PROBLEM DESCRIPTION —
Pick out every line in the data below that contains the word "instance". Copy each of those lines.

A run of records

------------

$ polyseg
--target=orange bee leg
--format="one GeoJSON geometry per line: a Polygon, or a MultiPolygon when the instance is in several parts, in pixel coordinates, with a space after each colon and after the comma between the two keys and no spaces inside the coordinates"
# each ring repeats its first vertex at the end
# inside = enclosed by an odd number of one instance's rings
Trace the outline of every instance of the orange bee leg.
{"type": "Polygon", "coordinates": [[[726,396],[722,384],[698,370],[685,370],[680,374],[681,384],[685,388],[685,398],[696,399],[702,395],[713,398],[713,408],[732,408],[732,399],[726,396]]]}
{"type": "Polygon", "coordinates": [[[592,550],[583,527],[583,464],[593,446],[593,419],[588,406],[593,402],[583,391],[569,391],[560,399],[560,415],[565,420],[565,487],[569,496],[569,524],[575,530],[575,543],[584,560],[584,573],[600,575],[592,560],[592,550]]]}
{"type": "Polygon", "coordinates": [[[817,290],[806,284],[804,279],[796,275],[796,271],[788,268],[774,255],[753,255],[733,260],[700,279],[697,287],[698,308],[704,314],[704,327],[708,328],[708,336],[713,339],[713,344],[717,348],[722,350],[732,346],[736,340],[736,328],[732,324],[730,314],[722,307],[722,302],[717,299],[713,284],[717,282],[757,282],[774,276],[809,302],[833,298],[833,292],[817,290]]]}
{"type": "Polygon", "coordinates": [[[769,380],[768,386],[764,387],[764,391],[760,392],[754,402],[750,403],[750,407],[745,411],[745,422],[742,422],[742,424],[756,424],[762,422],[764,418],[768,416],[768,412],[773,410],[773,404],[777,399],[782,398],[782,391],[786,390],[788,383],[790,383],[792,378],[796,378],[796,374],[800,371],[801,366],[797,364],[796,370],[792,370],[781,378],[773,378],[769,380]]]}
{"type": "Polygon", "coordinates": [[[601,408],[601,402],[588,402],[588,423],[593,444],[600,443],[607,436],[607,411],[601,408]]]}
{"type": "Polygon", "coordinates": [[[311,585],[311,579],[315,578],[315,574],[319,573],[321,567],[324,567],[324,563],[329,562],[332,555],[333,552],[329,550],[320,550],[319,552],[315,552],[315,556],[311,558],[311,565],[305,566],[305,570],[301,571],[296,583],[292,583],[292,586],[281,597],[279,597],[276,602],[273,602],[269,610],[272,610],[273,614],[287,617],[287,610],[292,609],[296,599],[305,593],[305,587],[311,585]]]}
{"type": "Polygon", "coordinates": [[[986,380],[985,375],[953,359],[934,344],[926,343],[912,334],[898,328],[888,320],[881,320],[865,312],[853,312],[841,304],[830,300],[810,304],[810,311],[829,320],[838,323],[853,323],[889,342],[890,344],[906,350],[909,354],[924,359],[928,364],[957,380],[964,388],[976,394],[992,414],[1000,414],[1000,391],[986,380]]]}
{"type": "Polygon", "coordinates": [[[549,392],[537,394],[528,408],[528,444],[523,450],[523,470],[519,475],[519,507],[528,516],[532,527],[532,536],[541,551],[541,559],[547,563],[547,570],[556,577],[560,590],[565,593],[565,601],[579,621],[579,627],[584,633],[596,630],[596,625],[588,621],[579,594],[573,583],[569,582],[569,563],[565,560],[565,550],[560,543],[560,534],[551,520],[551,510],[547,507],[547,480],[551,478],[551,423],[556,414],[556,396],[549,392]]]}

------------

EXERCISE RESPONSE —
--format="one GeoJSON geometry per line: a Polygon, or a MultiPolygon when the instance is in several parts, in pixel coordinates, with a space after each colon and after the comma between the two keys and no spaces inside the coordinates"
# inside = enclosed by an odd number of one instance's rings
Trace the outline of every instance of the orange bee leg.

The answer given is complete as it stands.